• What to produce
Starting at the line that contains "For the benchmark, provide one point per instance of the bare", print every remaining line of the entries, unchanged, and output nothing more.

• Data to use
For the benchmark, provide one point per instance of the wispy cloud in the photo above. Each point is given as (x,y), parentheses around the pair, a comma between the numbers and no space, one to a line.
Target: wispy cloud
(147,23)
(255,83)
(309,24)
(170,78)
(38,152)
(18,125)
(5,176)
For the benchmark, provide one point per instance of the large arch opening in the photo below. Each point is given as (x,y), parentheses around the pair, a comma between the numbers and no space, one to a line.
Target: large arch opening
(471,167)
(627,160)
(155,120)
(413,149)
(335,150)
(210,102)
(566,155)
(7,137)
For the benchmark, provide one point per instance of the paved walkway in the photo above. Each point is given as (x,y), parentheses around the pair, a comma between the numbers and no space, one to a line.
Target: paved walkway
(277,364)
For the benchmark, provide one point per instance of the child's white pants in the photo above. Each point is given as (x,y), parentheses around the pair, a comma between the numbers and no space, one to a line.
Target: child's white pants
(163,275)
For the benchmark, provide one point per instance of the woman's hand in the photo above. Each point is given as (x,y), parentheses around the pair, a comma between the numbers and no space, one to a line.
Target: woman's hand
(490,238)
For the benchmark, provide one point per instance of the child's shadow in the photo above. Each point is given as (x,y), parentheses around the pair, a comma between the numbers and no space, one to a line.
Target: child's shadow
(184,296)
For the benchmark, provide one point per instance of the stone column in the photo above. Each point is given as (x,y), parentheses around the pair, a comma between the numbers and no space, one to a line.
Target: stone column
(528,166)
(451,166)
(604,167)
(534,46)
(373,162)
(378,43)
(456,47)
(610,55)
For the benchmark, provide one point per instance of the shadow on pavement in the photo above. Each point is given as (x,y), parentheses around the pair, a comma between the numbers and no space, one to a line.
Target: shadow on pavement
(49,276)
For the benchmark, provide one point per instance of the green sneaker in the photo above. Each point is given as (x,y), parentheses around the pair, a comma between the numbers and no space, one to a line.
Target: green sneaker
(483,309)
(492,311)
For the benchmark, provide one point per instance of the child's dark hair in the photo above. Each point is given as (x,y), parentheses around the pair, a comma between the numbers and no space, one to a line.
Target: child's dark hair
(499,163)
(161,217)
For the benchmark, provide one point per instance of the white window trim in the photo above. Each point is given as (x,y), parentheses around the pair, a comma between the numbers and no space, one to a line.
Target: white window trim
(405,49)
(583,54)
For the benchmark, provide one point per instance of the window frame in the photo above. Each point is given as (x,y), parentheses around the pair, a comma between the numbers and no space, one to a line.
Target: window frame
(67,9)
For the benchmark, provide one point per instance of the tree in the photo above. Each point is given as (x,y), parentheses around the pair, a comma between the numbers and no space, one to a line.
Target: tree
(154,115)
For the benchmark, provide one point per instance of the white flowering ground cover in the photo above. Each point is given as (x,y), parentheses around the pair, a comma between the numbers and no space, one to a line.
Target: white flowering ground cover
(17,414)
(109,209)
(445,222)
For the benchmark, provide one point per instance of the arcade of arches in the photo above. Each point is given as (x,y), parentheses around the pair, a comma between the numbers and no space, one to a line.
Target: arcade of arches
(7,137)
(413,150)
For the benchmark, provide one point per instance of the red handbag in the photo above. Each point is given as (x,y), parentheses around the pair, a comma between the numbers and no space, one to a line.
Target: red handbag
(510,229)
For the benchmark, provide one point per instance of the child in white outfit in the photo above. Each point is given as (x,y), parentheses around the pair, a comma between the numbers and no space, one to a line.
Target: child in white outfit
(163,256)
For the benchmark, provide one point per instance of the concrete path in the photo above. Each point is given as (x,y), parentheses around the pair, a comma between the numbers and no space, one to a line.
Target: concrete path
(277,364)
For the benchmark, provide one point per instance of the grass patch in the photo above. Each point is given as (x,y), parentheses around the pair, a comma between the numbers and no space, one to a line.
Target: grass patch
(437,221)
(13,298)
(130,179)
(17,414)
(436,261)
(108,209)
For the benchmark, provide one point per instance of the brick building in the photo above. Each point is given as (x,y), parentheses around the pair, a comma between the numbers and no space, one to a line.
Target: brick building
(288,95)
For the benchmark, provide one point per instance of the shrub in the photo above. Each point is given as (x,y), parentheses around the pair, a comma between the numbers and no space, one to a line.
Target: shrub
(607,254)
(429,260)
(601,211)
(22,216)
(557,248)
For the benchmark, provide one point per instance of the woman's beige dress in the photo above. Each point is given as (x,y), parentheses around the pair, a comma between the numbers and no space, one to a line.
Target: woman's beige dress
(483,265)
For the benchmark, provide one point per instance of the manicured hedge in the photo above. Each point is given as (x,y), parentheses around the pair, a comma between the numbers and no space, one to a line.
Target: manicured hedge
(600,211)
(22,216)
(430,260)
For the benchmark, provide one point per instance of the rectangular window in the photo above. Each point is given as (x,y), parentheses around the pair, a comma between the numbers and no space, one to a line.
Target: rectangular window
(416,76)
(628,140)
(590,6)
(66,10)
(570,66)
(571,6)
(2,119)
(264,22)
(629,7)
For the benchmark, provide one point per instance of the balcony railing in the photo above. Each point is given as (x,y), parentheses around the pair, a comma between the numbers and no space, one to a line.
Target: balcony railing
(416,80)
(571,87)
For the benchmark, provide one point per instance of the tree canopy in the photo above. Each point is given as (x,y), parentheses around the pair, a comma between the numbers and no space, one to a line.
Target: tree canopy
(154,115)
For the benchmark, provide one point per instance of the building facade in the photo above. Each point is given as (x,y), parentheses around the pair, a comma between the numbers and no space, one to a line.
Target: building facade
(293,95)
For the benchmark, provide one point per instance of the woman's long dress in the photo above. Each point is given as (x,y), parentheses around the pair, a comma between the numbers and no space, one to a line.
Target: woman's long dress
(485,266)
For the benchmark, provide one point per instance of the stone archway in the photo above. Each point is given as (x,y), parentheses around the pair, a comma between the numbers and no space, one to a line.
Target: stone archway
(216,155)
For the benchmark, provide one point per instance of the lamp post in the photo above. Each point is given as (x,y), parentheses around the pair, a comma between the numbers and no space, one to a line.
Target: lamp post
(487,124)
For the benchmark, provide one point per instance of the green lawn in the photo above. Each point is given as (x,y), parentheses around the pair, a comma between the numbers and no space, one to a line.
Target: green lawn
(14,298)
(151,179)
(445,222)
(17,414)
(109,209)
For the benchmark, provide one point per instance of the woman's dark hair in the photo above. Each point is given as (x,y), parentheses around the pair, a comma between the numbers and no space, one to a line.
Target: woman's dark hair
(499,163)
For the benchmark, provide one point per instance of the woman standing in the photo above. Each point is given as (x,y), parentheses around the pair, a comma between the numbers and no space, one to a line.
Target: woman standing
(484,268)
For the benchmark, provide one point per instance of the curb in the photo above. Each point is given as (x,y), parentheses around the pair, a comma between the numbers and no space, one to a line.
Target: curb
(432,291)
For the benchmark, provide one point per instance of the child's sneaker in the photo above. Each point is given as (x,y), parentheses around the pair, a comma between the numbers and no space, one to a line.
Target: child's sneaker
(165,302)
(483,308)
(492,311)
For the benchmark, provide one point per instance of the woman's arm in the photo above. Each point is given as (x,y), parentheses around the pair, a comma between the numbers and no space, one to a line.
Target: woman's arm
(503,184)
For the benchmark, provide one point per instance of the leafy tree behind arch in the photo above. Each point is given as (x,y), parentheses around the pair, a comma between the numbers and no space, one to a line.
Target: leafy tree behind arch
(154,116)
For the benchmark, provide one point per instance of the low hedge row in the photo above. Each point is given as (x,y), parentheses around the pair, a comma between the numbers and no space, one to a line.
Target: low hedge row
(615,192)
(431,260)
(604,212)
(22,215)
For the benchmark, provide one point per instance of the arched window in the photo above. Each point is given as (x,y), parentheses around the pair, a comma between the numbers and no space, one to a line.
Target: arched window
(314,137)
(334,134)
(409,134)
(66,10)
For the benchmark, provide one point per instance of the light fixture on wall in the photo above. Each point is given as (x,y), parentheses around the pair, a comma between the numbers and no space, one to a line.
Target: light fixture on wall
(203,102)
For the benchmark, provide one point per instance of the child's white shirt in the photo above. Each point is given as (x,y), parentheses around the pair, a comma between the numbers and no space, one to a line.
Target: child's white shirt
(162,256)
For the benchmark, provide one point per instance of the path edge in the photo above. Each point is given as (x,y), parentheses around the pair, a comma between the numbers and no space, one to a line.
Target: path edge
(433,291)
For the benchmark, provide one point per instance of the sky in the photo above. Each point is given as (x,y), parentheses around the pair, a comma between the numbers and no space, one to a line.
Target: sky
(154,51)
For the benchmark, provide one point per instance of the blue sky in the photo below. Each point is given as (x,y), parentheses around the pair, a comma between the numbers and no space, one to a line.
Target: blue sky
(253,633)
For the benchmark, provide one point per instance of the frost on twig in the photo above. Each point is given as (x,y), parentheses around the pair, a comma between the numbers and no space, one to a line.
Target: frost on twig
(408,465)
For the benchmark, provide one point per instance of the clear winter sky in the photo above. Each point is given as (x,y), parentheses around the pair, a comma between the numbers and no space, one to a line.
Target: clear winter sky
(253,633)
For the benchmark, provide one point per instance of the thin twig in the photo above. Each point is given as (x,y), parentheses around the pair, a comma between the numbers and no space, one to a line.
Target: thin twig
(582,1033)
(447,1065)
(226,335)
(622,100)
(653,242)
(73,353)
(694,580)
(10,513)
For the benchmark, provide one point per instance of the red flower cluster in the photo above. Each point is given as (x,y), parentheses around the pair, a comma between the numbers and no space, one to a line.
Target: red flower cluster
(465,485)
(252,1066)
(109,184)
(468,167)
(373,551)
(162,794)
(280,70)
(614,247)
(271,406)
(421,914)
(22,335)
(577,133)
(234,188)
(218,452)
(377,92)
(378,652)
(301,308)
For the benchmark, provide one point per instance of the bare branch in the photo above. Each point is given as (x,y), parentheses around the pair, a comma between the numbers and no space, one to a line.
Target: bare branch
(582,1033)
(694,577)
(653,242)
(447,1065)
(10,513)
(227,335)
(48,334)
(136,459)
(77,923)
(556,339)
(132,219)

• Worked solution
For the benchmark, provide one point per instance of the bare branch in the photo above. Each point is given as (x,y), parentheses around the pair, a comma between the numbers and no space, one to a line.
Target: bare branch
(582,1033)
(694,577)
(653,242)
(447,1065)
(10,513)
(227,335)
(48,334)
(136,459)
(77,923)
(556,339)
(132,219)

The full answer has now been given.